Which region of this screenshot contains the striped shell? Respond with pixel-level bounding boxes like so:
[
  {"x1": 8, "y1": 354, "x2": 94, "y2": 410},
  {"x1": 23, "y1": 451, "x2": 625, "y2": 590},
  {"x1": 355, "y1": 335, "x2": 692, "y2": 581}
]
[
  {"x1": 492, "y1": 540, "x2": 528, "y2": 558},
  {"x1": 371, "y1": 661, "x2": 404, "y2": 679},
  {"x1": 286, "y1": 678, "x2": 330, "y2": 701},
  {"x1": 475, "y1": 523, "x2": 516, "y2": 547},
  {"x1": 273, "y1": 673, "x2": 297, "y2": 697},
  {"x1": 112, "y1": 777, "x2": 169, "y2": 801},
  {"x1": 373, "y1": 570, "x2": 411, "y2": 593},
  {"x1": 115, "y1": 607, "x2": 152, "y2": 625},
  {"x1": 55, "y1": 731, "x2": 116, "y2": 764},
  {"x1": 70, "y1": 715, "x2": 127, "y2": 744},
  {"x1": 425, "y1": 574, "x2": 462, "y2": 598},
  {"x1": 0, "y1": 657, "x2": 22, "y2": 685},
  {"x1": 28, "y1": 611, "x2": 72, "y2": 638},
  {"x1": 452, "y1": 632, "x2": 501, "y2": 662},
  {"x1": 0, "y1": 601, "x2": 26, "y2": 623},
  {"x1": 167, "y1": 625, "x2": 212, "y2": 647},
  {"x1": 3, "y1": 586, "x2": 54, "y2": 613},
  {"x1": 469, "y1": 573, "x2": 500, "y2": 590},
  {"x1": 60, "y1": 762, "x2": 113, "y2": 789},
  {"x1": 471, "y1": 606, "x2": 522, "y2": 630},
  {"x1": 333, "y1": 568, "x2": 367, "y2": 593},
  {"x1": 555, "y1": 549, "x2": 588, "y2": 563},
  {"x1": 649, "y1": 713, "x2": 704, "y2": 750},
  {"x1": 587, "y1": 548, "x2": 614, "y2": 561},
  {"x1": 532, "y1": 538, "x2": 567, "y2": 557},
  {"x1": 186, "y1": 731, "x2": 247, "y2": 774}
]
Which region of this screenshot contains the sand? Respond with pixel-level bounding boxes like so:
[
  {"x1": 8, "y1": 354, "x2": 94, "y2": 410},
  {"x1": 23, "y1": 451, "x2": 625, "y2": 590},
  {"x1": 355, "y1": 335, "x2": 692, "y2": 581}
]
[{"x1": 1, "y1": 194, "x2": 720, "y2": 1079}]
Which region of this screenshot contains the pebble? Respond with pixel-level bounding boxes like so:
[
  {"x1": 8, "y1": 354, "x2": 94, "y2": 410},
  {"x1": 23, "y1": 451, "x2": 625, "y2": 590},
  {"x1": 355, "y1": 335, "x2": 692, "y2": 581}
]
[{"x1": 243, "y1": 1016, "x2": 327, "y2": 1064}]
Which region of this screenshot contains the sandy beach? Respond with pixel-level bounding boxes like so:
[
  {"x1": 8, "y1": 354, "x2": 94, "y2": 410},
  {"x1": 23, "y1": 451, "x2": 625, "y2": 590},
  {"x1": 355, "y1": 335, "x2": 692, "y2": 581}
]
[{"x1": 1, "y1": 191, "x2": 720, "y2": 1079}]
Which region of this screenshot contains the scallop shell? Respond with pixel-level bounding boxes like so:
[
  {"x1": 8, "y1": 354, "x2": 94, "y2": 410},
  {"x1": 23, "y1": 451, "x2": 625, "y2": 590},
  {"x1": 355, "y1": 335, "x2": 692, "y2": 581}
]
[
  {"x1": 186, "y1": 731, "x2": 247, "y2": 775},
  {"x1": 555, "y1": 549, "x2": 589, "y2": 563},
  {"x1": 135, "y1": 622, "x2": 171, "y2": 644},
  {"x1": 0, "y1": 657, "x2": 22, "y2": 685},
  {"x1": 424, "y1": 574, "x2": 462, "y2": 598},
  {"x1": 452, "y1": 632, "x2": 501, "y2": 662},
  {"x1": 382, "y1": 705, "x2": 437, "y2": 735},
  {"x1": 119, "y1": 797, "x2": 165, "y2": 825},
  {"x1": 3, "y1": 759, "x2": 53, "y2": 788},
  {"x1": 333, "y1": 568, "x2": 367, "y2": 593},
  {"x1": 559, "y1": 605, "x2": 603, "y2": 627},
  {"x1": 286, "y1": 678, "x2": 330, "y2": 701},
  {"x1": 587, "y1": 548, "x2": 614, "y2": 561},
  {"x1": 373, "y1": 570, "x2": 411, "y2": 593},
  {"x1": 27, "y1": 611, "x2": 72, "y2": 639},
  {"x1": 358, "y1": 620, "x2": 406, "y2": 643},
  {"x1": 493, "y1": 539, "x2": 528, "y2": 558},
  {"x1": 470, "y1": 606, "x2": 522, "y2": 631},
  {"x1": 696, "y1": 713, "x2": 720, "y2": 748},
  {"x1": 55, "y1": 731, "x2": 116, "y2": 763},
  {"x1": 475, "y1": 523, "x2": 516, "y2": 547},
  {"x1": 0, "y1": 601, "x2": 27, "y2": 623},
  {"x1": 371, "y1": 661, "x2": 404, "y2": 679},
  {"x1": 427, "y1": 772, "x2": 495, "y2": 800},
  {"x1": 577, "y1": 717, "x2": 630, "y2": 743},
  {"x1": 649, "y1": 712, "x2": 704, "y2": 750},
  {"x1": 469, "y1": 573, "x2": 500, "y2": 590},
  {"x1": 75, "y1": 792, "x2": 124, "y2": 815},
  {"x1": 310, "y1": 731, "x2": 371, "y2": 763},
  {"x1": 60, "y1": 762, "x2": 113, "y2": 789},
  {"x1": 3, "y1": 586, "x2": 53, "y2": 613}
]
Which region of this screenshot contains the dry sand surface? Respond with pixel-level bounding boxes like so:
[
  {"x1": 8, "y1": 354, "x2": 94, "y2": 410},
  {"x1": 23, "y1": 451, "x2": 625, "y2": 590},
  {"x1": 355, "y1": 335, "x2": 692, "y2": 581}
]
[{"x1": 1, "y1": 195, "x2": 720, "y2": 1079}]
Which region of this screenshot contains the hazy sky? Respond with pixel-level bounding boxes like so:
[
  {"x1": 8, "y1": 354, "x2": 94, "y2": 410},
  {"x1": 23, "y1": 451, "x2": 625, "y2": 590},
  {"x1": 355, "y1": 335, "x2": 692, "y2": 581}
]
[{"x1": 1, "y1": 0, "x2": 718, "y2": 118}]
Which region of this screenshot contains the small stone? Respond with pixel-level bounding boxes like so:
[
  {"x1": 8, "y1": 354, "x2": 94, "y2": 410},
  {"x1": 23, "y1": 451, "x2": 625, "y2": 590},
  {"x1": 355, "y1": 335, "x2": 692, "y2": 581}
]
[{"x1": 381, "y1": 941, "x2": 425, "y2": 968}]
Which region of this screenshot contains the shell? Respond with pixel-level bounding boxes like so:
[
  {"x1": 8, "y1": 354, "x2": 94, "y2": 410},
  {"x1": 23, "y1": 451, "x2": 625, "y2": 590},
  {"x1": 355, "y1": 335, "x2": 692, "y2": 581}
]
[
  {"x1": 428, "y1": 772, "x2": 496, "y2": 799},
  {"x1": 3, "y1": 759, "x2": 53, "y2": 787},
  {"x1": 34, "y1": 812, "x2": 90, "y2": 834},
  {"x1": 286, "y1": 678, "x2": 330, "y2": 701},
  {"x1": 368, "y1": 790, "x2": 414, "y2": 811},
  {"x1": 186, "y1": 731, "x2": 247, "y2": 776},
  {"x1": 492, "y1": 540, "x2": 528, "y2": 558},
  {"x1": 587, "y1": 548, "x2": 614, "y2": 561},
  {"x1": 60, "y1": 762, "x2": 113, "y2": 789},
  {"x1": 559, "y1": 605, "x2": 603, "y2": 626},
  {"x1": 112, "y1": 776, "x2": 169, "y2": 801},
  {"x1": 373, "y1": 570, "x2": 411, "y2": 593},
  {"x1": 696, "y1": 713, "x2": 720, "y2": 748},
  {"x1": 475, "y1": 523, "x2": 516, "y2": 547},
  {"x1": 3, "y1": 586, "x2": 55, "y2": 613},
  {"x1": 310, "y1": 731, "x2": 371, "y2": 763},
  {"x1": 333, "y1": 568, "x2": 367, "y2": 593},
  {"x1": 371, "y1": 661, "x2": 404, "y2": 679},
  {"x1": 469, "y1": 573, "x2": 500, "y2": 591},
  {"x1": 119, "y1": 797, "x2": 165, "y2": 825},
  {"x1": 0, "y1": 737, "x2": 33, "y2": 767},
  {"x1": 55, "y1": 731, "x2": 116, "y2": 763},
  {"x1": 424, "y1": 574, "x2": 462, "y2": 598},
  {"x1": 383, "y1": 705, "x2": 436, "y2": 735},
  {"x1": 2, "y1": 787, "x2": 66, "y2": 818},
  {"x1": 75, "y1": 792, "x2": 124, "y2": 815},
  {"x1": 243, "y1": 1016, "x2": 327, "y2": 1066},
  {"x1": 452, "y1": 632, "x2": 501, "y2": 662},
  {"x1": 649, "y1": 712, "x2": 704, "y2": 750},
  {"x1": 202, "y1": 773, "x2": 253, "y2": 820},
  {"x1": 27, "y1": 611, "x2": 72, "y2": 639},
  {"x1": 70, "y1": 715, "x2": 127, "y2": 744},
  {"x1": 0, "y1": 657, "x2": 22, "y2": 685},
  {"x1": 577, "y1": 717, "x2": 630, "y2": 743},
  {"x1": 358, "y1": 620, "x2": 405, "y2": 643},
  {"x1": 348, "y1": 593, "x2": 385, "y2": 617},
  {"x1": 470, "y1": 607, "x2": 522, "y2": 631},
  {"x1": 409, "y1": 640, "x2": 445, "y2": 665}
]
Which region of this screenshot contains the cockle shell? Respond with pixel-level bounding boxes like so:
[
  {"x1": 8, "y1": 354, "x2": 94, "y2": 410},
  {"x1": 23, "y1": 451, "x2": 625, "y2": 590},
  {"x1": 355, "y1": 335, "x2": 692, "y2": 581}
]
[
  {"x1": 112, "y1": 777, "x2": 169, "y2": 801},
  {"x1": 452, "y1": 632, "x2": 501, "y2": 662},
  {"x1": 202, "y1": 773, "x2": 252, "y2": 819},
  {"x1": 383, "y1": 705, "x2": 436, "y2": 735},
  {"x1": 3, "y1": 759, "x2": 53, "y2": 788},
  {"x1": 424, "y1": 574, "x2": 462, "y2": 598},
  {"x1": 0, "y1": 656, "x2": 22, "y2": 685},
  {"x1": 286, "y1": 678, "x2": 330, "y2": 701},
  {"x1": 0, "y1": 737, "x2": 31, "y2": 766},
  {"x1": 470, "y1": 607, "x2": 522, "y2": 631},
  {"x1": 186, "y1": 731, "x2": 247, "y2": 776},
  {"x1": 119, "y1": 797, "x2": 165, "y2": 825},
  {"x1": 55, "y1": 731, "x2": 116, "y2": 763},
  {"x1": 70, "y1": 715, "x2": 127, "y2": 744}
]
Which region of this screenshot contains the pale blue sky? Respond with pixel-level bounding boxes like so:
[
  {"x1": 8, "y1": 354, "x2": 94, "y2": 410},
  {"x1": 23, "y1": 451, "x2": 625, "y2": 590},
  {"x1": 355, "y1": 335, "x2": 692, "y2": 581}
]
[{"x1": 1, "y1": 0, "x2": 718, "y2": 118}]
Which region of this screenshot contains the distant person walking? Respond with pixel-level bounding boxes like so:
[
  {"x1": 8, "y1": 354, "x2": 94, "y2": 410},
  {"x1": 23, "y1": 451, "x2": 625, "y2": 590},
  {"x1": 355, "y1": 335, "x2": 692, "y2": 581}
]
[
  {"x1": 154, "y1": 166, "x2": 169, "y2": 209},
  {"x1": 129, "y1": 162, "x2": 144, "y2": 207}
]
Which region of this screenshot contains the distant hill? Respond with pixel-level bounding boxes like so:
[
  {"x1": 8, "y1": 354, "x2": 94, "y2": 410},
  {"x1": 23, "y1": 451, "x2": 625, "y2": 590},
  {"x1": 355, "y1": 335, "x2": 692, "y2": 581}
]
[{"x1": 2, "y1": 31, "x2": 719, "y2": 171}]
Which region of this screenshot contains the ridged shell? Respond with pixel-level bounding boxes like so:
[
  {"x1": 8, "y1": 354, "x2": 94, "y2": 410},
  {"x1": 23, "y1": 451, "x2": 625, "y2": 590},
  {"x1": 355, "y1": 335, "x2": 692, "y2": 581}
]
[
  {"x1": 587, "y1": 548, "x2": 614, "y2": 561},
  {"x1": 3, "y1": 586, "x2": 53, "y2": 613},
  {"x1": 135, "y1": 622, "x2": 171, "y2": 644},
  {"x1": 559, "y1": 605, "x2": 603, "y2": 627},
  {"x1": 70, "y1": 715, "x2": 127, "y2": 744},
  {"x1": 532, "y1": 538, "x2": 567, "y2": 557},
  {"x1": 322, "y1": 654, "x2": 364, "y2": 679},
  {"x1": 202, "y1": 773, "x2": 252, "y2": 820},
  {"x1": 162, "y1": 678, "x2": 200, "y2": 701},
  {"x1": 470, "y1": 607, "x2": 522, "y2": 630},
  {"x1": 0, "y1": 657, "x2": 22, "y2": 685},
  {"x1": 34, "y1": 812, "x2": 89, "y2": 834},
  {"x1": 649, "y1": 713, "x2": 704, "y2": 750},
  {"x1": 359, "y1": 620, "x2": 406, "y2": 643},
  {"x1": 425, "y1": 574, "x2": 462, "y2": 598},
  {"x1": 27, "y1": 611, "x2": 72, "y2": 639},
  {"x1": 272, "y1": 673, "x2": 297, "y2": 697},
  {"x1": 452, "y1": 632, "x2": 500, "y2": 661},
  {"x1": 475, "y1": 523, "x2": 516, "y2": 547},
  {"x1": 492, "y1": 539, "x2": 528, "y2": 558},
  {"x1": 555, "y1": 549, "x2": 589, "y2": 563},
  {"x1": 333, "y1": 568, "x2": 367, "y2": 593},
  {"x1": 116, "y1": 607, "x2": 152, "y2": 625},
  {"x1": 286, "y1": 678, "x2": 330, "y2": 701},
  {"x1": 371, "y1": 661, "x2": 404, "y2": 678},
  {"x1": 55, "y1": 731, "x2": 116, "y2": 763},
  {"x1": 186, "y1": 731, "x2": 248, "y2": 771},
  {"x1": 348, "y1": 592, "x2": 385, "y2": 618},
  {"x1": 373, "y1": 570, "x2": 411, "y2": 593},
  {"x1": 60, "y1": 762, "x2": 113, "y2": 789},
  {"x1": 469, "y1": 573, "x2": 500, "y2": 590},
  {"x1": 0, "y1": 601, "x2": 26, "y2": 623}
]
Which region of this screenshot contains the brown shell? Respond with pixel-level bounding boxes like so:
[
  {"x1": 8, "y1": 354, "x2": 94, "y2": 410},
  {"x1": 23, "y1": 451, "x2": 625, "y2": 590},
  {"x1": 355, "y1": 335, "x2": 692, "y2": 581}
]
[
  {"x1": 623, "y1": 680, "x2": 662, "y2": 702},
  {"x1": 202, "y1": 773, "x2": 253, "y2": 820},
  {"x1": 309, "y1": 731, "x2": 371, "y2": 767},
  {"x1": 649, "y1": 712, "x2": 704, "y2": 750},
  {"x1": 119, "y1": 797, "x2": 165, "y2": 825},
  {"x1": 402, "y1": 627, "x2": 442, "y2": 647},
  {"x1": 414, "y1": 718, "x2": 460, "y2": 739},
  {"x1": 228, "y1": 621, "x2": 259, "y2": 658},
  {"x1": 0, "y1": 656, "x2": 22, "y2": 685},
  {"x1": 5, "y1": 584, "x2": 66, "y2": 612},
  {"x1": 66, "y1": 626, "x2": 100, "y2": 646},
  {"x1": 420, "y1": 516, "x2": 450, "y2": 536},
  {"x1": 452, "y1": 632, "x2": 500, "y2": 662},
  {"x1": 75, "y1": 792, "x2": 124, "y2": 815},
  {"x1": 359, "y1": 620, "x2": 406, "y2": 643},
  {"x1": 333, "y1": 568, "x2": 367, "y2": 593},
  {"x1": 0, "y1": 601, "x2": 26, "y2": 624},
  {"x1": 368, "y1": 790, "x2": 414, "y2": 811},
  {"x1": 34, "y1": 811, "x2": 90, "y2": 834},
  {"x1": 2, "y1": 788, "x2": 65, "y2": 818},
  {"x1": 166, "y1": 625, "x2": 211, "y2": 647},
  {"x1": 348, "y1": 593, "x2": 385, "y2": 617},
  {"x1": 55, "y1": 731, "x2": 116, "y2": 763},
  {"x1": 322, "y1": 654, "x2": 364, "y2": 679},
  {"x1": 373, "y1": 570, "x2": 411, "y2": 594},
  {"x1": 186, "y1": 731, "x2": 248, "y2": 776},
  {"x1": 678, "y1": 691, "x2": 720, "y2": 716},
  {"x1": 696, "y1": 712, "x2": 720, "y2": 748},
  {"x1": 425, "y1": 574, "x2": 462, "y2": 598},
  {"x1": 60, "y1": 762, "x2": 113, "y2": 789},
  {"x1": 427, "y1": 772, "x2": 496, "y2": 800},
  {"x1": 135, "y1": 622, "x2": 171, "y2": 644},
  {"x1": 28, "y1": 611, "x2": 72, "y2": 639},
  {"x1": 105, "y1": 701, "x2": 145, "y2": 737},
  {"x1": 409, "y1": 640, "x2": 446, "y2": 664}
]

-- -- --

Please report how many lines of the material above contain the string "distant", with no other words.

2